>> BEGIN SUPPLIED DATA
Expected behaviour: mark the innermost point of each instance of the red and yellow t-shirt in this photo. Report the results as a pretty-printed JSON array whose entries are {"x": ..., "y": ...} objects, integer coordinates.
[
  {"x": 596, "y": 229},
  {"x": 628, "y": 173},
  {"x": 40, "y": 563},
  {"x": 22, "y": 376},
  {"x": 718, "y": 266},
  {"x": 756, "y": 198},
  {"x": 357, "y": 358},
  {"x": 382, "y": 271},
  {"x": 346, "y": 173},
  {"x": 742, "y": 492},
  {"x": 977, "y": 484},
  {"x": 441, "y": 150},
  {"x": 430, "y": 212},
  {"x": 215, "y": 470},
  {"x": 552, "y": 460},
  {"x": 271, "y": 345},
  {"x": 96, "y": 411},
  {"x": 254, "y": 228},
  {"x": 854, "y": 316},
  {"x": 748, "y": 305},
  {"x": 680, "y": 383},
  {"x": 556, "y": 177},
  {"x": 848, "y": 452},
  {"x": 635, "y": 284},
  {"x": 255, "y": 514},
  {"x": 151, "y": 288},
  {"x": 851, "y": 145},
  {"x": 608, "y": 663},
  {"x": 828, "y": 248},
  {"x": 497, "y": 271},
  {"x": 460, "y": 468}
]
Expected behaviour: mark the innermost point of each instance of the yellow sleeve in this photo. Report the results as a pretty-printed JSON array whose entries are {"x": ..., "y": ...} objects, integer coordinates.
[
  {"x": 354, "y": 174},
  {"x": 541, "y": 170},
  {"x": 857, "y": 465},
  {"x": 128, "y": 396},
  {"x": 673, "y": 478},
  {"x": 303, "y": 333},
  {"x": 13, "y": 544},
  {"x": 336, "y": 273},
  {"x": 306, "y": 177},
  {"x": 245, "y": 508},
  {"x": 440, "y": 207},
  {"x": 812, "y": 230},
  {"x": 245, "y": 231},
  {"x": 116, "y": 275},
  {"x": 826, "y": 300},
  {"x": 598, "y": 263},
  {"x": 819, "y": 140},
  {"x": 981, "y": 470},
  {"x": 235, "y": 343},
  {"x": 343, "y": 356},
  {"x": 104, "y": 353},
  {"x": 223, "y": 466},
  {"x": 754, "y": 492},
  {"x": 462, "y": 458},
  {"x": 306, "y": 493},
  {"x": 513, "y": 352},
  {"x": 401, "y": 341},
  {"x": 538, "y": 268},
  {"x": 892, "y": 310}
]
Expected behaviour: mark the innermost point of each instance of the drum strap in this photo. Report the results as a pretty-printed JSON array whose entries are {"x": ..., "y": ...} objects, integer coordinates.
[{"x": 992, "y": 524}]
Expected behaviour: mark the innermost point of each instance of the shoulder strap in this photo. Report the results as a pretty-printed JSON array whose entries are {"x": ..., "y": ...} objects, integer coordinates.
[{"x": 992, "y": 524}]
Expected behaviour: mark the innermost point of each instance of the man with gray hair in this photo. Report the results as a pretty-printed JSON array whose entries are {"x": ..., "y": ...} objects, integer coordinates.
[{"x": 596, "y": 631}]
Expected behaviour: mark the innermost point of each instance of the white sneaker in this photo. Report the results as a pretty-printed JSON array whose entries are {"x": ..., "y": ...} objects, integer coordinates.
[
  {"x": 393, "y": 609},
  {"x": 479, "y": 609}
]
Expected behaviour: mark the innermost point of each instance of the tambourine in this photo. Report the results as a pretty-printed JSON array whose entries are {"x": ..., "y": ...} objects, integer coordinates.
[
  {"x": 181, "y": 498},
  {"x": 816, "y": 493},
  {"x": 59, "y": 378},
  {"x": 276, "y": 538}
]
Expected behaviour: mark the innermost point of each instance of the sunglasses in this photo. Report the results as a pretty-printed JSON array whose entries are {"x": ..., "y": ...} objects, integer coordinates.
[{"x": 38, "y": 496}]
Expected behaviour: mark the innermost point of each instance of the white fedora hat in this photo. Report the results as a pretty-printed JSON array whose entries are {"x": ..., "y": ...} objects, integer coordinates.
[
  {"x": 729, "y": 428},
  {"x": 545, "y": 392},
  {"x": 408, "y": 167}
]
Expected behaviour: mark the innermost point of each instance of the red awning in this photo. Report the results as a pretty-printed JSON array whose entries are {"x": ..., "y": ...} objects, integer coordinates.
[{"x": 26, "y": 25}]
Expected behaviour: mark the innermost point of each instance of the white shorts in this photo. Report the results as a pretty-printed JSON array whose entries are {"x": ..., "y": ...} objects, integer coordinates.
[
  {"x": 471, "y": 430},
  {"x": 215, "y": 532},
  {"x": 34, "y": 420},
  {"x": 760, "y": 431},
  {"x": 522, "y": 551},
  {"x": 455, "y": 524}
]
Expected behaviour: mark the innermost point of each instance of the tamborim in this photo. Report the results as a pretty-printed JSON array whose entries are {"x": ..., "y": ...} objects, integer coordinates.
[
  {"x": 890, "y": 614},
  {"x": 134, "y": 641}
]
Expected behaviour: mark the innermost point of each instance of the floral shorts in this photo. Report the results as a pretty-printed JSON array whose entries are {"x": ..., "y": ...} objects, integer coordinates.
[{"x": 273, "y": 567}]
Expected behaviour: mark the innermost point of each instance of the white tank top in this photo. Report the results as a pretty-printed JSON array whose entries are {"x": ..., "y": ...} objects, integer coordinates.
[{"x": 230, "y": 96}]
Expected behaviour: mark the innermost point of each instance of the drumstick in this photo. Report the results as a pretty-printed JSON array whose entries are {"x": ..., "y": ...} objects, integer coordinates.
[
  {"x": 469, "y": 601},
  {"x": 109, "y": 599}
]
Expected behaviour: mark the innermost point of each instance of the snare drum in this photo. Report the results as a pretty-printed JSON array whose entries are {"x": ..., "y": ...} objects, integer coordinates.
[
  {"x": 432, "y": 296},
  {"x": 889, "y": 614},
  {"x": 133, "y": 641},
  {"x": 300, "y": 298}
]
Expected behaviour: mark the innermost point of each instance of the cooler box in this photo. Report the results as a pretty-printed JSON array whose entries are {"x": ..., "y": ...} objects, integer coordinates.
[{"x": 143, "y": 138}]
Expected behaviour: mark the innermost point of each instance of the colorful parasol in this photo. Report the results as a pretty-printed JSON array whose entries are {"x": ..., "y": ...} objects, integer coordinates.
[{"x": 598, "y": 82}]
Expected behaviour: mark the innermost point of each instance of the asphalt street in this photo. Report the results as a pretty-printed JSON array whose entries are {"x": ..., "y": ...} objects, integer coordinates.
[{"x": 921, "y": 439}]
>> END SUPPLIED DATA
>> BEGIN SUPPLIED DATA
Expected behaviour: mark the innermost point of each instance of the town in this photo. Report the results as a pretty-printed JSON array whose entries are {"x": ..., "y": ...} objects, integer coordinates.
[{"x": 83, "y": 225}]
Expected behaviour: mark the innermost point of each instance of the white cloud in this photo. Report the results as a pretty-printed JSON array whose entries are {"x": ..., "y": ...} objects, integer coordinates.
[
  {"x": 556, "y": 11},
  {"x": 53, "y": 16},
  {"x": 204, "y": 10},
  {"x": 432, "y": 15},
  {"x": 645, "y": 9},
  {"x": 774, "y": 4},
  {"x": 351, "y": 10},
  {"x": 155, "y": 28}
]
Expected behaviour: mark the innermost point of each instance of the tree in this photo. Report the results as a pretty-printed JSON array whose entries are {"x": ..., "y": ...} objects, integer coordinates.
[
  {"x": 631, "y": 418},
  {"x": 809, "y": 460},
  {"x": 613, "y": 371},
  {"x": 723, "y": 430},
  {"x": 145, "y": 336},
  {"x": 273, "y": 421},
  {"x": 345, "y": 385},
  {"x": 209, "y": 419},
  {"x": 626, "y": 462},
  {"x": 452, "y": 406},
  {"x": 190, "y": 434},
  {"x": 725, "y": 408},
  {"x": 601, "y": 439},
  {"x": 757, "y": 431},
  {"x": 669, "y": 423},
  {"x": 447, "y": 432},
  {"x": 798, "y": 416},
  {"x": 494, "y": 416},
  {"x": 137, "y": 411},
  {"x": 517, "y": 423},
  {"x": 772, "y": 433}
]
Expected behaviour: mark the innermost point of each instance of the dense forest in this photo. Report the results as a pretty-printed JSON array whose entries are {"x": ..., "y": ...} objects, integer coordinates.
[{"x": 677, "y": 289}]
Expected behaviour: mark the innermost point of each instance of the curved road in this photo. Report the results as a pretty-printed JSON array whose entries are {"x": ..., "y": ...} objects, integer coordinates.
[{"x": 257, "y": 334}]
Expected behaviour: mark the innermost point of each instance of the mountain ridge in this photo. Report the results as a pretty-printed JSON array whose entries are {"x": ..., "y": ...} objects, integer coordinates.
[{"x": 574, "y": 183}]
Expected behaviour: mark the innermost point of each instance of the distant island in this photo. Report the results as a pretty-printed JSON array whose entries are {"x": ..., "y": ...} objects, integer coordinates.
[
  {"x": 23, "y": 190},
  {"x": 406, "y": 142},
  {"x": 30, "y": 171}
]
>> END SUPPLIED DATA
STATED TASK:
Find every line in the listing above that contains the word "sunglasses", and copy each of those lines.

OUTPUT BELOW:
Expected behaviour: mark the innermost point of each instance of the sunglasses in this photo. Report the results as a pretty-printed JSON array whose entries are {"x": ..., "y": ...} objects, integer coordinates.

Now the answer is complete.